Saved entries

◇ ◇ ◇

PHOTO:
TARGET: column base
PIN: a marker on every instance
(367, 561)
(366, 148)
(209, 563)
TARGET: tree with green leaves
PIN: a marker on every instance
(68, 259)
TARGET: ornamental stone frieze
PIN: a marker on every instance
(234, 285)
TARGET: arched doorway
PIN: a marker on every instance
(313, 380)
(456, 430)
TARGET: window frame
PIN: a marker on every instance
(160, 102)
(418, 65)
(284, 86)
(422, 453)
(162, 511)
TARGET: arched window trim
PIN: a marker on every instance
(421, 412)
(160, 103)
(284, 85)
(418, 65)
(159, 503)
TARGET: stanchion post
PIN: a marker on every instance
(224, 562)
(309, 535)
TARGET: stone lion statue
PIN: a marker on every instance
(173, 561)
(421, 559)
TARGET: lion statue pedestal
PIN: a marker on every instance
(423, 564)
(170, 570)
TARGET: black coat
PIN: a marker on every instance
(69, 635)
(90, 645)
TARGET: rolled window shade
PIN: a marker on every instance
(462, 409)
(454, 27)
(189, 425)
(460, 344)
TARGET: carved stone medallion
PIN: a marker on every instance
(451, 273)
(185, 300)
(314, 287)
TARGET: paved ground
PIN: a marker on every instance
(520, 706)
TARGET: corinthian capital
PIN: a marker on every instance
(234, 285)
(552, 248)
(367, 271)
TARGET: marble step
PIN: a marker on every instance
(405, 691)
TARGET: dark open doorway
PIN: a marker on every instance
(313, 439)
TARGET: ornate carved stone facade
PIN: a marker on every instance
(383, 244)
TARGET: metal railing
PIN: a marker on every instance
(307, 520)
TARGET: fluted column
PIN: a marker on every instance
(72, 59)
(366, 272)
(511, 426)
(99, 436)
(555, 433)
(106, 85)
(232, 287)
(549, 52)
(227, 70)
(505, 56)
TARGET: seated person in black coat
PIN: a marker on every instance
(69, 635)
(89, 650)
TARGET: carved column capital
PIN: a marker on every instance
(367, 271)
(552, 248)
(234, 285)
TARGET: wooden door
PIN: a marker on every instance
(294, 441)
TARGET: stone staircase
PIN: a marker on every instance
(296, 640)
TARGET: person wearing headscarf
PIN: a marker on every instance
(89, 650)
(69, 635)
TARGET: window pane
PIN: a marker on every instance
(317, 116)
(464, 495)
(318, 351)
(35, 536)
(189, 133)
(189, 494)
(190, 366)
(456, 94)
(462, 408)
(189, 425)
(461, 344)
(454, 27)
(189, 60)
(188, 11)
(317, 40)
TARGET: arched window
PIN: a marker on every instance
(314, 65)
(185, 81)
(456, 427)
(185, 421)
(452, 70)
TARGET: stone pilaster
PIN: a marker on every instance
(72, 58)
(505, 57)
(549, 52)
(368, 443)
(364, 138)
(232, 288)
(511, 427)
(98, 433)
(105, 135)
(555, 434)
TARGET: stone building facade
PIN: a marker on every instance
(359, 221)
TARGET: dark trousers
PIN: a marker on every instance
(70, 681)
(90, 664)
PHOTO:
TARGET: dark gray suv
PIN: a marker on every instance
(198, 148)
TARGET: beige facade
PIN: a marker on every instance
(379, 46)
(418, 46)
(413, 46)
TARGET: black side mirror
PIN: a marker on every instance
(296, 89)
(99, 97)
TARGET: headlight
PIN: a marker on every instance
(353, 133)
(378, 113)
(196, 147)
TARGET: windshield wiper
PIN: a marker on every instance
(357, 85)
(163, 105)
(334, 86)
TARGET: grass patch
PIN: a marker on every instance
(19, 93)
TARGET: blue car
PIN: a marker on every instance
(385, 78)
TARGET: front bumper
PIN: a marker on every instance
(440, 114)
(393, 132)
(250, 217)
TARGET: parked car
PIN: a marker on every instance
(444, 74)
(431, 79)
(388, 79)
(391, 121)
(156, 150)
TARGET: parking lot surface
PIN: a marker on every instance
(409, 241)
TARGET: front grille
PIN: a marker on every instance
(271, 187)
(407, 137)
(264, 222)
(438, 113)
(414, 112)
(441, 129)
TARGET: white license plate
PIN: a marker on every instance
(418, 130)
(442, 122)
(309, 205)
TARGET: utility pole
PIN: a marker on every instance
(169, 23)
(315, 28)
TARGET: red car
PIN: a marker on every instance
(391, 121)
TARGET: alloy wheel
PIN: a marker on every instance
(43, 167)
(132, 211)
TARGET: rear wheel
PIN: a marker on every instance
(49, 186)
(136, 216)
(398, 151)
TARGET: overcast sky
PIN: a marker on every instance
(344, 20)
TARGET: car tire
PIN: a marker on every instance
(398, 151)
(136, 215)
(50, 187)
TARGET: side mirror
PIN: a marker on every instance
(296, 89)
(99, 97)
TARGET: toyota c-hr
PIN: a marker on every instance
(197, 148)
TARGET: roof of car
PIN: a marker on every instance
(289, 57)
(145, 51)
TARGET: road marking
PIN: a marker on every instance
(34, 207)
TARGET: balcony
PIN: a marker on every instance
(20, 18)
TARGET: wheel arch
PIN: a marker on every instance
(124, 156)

◇ ◇ ◇

PROBLEM STATEMENT> Among the records above, determine how many lines contain "capital", then report the number only.

PROBLEM SOLUTION> 2